# Directive
Count the lines in the data below that contain the string "woman". Reply with the number alone.

____________________

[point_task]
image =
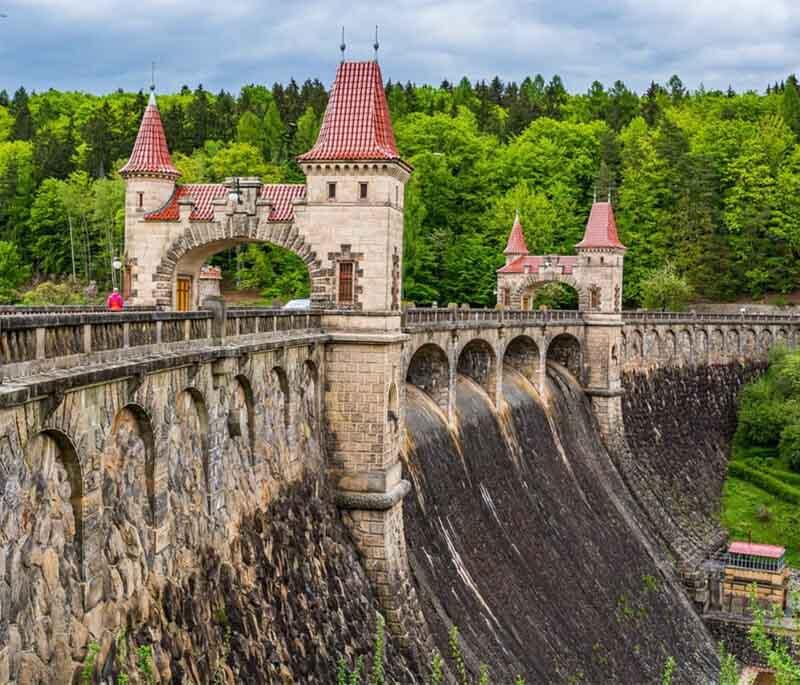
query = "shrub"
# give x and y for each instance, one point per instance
(761, 422)
(790, 445)
(53, 293)
(664, 288)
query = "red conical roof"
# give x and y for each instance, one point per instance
(601, 229)
(516, 240)
(150, 154)
(357, 125)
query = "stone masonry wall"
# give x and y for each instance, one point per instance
(113, 500)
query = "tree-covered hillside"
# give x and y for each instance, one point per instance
(708, 181)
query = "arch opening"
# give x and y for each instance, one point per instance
(241, 416)
(522, 354)
(52, 455)
(477, 361)
(429, 370)
(560, 294)
(132, 450)
(280, 383)
(565, 349)
(189, 467)
(242, 270)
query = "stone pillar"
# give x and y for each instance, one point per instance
(602, 363)
(363, 437)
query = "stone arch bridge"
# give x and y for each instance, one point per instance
(130, 442)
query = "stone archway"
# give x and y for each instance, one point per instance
(529, 285)
(429, 370)
(187, 254)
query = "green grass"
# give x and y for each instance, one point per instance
(741, 502)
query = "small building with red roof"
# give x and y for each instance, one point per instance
(750, 565)
(345, 222)
(594, 271)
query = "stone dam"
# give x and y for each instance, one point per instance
(174, 482)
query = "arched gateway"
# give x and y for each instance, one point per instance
(346, 224)
(595, 272)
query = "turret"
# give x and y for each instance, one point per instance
(516, 246)
(355, 194)
(149, 184)
(600, 261)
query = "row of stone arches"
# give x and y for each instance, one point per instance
(157, 469)
(431, 370)
(696, 344)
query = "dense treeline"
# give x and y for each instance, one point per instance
(706, 180)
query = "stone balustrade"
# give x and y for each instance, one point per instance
(425, 318)
(42, 341)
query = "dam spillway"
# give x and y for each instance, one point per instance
(521, 533)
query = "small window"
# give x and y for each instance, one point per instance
(345, 282)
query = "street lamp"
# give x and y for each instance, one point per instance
(116, 265)
(235, 193)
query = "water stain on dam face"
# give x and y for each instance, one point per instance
(522, 534)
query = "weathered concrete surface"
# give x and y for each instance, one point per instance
(679, 422)
(131, 504)
(522, 533)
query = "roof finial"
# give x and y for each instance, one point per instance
(152, 83)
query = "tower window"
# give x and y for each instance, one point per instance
(345, 282)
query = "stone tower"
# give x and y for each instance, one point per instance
(149, 183)
(599, 272)
(355, 183)
(353, 215)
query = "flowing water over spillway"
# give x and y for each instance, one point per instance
(522, 534)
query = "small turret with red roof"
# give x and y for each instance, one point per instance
(516, 246)
(601, 229)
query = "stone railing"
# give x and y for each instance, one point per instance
(429, 318)
(50, 309)
(701, 317)
(40, 342)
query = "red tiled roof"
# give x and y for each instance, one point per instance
(357, 125)
(280, 194)
(601, 229)
(756, 550)
(150, 153)
(516, 240)
(533, 262)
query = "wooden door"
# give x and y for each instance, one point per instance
(184, 294)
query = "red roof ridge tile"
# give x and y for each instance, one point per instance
(282, 196)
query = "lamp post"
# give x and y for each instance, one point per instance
(235, 193)
(116, 265)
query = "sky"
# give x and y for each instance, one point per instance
(102, 45)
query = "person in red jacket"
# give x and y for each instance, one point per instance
(114, 301)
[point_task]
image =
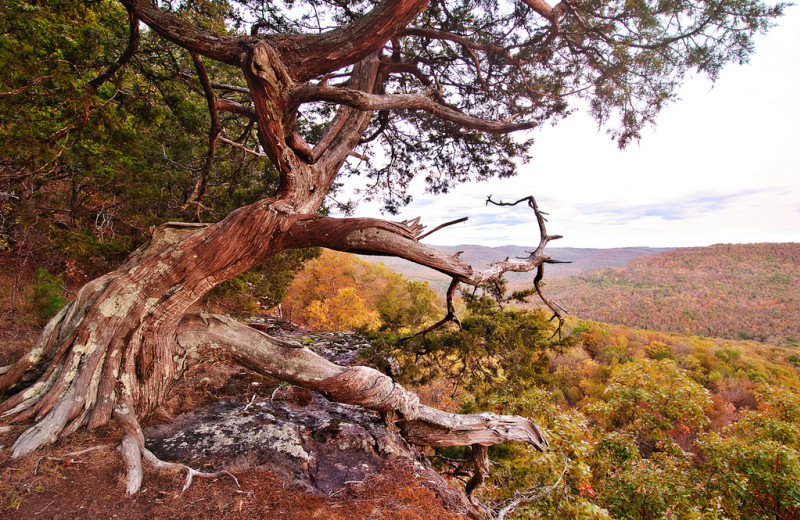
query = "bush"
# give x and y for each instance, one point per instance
(46, 297)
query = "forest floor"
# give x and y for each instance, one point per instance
(83, 476)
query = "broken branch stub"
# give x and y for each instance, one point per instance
(222, 337)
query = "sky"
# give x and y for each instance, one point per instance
(722, 165)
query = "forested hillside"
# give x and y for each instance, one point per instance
(579, 261)
(742, 291)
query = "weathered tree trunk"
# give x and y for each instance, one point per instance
(117, 349)
(114, 347)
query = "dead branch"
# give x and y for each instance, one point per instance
(199, 191)
(221, 336)
(531, 494)
(441, 226)
(366, 101)
(450, 316)
(29, 85)
(242, 147)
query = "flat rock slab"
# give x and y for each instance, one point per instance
(299, 434)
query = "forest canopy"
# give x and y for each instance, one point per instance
(239, 120)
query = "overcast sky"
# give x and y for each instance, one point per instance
(722, 165)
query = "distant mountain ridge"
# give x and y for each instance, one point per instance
(582, 260)
(735, 291)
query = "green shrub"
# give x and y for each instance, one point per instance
(46, 297)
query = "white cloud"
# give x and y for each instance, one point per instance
(722, 165)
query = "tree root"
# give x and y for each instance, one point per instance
(134, 452)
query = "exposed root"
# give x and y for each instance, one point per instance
(133, 452)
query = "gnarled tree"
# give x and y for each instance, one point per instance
(423, 87)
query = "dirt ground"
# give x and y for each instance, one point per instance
(65, 481)
(60, 482)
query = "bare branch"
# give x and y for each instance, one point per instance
(366, 101)
(378, 237)
(531, 494)
(199, 191)
(440, 226)
(450, 316)
(186, 34)
(362, 386)
(242, 147)
(25, 87)
(237, 108)
(130, 50)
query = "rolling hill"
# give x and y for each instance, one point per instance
(581, 260)
(741, 291)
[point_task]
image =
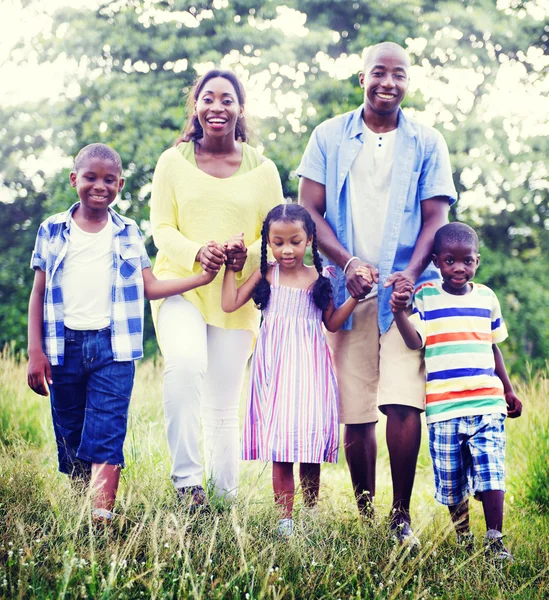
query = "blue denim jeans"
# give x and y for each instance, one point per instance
(90, 396)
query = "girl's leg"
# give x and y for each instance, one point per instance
(228, 353)
(284, 487)
(309, 475)
(182, 338)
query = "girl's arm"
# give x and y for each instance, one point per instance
(233, 297)
(163, 288)
(514, 405)
(39, 366)
(333, 318)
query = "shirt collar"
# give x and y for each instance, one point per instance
(356, 124)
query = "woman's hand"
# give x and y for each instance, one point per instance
(236, 252)
(211, 257)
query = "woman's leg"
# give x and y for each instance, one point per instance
(182, 338)
(309, 475)
(284, 488)
(228, 353)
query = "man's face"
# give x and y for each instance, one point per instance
(385, 80)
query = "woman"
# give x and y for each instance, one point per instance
(209, 187)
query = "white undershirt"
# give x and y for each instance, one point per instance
(87, 278)
(370, 186)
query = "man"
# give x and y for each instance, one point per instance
(378, 186)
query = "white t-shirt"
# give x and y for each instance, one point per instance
(87, 278)
(370, 186)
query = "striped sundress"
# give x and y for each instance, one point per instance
(291, 413)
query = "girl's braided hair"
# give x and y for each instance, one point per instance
(291, 213)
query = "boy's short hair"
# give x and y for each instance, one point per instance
(455, 232)
(97, 150)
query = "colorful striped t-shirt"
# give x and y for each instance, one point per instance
(457, 333)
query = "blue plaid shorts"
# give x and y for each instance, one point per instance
(468, 456)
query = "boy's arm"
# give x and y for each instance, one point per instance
(514, 405)
(163, 288)
(233, 297)
(39, 366)
(333, 318)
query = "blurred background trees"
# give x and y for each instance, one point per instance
(480, 75)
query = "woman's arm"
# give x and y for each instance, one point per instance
(163, 288)
(39, 366)
(233, 297)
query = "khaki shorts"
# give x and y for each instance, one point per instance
(374, 371)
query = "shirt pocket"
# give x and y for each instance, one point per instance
(130, 261)
(412, 193)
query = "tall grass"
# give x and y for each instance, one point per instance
(48, 548)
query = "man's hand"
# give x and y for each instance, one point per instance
(39, 372)
(360, 278)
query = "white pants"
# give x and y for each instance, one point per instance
(204, 368)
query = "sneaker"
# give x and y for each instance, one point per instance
(466, 541)
(285, 528)
(194, 498)
(404, 535)
(494, 547)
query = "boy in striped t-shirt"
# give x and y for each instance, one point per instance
(468, 391)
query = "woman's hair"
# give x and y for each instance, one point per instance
(193, 130)
(291, 213)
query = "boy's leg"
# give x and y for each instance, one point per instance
(68, 408)
(309, 475)
(183, 340)
(109, 390)
(284, 487)
(228, 354)
(460, 517)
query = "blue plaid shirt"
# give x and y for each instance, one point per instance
(129, 258)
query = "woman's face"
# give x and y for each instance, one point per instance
(217, 107)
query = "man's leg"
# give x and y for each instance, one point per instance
(403, 441)
(356, 359)
(361, 453)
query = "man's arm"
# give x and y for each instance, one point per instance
(434, 214)
(312, 196)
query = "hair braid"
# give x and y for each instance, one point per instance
(262, 291)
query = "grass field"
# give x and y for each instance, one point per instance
(48, 548)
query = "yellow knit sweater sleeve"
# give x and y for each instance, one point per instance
(190, 207)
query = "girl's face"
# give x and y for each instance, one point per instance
(288, 241)
(217, 107)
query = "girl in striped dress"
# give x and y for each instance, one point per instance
(291, 414)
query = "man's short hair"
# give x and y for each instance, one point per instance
(97, 150)
(455, 232)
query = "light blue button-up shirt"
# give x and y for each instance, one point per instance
(421, 170)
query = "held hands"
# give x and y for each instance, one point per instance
(403, 290)
(514, 405)
(360, 278)
(39, 372)
(236, 252)
(212, 257)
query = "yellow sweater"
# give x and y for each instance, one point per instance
(189, 208)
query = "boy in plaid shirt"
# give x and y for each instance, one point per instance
(86, 308)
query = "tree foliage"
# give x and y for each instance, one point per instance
(136, 59)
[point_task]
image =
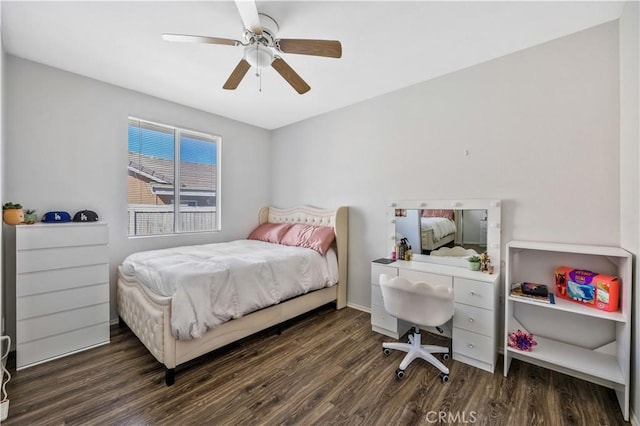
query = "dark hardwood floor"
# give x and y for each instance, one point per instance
(325, 368)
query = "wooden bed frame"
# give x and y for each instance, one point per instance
(148, 315)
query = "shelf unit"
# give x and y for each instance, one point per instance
(574, 339)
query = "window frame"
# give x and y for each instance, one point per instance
(178, 133)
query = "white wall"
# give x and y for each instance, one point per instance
(629, 168)
(1, 172)
(66, 149)
(541, 127)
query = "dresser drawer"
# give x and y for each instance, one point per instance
(376, 295)
(61, 235)
(476, 320)
(474, 293)
(61, 322)
(473, 345)
(430, 278)
(49, 303)
(63, 257)
(61, 279)
(377, 269)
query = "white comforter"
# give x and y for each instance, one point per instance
(213, 283)
(441, 226)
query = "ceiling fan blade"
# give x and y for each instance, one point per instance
(199, 39)
(249, 15)
(237, 75)
(290, 75)
(327, 48)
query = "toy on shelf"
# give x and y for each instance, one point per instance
(588, 288)
(485, 263)
(522, 341)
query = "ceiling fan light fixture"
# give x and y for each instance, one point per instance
(258, 56)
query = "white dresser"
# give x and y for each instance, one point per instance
(475, 321)
(62, 290)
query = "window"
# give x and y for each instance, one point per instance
(173, 181)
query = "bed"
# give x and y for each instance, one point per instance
(437, 228)
(149, 314)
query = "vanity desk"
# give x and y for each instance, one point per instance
(475, 323)
(474, 336)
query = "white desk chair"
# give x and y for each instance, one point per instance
(419, 303)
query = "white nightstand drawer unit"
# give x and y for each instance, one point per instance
(475, 320)
(474, 346)
(62, 290)
(475, 293)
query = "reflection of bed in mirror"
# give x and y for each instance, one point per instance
(437, 228)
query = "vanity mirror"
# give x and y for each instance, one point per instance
(446, 231)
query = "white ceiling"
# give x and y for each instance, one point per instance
(386, 46)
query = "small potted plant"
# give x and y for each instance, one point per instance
(474, 263)
(12, 214)
(30, 216)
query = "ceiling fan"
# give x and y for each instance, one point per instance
(261, 47)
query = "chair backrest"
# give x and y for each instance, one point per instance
(419, 302)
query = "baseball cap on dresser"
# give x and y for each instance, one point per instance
(85, 216)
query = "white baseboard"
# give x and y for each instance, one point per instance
(359, 307)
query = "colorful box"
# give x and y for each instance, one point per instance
(588, 288)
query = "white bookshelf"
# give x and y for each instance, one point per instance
(574, 339)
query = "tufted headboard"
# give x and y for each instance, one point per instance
(338, 219)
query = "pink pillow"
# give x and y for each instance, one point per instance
(438, 213)
(270, 232)
(318, 238)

____________________

# Written answer
6